-- Begin Given data --

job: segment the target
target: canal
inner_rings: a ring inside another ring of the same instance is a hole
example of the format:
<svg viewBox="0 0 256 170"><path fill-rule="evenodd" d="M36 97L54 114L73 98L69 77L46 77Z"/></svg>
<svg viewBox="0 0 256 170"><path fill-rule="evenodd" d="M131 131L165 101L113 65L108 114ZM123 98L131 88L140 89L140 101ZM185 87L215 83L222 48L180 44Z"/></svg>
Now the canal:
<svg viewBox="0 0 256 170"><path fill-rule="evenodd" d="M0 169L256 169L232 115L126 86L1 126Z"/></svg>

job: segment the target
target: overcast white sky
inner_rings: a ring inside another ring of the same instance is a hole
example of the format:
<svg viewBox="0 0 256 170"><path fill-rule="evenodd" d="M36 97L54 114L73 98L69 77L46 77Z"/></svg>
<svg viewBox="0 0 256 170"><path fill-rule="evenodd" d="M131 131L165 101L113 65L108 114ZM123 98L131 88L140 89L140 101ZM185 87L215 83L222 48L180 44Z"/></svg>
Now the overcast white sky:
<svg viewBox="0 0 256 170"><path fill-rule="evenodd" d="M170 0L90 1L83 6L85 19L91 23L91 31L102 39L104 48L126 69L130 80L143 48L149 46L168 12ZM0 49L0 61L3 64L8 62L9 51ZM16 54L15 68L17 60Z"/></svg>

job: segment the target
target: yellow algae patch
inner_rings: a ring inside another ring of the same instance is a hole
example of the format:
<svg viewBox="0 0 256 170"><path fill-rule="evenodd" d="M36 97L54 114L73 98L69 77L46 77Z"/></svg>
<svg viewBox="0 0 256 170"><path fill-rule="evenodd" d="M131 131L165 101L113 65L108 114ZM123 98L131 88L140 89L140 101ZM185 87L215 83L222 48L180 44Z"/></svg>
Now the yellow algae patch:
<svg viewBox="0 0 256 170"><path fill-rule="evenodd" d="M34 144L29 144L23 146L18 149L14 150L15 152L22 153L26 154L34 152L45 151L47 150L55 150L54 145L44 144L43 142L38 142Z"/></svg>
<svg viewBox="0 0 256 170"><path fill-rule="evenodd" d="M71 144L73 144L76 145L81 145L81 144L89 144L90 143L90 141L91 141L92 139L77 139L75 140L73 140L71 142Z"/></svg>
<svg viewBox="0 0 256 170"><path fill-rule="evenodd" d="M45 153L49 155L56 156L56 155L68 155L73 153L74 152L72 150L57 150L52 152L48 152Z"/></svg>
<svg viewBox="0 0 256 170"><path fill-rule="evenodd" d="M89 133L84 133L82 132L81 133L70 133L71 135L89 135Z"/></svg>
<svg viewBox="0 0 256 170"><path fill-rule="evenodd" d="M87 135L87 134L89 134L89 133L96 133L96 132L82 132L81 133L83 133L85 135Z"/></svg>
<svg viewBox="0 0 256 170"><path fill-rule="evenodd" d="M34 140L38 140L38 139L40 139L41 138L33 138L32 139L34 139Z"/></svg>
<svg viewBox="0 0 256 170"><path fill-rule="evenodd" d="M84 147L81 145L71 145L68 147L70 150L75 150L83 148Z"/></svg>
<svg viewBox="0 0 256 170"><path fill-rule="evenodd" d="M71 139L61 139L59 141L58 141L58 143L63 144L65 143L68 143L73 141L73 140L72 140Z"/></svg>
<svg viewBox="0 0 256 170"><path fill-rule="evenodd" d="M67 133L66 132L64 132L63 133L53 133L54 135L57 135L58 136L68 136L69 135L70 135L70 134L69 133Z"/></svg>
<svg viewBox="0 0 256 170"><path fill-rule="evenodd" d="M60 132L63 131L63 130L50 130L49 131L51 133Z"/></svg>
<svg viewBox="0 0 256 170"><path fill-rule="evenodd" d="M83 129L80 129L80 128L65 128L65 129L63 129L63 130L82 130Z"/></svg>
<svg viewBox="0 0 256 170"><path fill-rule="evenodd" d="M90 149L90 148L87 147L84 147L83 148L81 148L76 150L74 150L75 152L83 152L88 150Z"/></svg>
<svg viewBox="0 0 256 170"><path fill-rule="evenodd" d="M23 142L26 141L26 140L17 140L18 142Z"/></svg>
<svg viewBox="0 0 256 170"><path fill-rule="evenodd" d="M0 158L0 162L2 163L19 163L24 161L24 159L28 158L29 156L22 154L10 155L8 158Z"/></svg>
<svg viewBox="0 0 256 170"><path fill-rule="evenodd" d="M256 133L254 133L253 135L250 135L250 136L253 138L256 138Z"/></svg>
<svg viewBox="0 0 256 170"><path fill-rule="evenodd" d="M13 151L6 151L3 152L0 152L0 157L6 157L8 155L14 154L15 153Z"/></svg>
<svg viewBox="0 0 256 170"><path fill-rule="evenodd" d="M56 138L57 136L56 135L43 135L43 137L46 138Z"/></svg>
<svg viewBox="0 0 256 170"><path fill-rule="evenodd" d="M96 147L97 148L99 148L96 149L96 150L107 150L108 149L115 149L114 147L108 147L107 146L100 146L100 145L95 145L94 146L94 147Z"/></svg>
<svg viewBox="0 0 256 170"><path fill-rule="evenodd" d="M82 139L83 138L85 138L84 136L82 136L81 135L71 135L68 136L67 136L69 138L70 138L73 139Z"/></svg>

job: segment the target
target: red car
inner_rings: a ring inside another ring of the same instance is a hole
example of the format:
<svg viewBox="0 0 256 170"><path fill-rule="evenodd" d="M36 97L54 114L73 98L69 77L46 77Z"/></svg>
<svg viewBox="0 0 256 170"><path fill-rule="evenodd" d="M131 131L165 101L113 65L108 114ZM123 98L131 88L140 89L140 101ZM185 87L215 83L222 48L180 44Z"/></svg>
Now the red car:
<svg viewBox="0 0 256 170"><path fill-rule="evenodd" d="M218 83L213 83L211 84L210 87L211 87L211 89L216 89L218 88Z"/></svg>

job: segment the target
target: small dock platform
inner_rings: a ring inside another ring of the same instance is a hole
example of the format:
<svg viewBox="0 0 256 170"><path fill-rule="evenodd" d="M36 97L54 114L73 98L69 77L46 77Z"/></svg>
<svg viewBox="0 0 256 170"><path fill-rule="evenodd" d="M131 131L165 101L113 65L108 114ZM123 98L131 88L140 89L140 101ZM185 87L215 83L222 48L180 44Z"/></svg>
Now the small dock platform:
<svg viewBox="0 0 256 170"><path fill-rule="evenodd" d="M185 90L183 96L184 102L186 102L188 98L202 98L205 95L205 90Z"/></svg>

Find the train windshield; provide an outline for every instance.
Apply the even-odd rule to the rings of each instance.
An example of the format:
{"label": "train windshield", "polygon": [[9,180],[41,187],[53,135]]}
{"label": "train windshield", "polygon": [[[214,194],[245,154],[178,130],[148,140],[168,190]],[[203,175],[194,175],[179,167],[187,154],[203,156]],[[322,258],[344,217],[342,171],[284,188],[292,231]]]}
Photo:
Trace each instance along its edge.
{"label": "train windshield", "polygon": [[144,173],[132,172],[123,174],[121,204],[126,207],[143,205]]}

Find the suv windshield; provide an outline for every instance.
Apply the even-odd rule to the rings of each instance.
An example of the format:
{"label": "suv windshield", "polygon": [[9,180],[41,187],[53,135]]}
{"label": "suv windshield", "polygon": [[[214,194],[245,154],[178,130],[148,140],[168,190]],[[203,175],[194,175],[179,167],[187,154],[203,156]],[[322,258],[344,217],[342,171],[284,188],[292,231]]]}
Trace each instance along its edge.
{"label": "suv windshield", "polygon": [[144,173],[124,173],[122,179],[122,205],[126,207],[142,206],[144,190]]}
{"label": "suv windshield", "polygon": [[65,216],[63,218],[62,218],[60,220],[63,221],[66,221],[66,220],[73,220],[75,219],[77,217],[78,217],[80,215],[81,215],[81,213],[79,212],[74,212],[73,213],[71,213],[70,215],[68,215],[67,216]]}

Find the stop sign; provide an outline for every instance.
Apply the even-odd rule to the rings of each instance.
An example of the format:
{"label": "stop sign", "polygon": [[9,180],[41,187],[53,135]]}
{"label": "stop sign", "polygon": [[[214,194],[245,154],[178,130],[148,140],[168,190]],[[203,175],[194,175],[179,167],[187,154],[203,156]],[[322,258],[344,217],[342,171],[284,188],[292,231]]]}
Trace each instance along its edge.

-- End Given data --

Exercise instructions: From the line holding "Find the suv" to the last line of the records, quote each line exactly and add nothing.

The reply:
Find the suv windshield; provide an outline for every instance.
Apply the even-odd rule to the rings of each instance.
An example of the format:
{"label": "suv windshield", "polygon": [[9,180],[41,187],[53,135]]}
{"label": "suv windshield", "polygon": [[[214,194],[245,154],[178,130],[148,140],[168,190]],[[203,175],[194,175],[179,167],[187,154],[203,156]],[[322,258],[344,217],[342,171],[284,188],[292,231]]]}
Trace each instance along its edge.
{"label": "suv windshield", "polygon": [[144,173],[124,173],[122,179],[122,205],[126,207],[142,206],[144,190]]}
{"label": "suv windshield", "polygon": [[65,216],[63,218],[62,218],[60,220],[63,221],[66,221],[66,220],[73,220],[75,219],[77,217],[78,217],[80,215],[81,215],[81,213],[79,212],[74,212],[73,213],[71,213],[70,215],[68,215],[67,216]]}

Find the stop sign; provide an outline for every instance.
Apply the even-odd rule to the rings of each instance.
An example of the format:
{"label": "stop sign", "polygon": [[9,180],[41,187],[53,135]]}
{"label": "stop sign", "polygon": [[[214,194],[245,154],[178,130],[148,140],[168,190]],[[203,175],[194,175],[179,167],[187,154],[203,156]],[[322,258],[344,217],[342,171],[284,188],[292,231]]]}
Trace each instance along its edge.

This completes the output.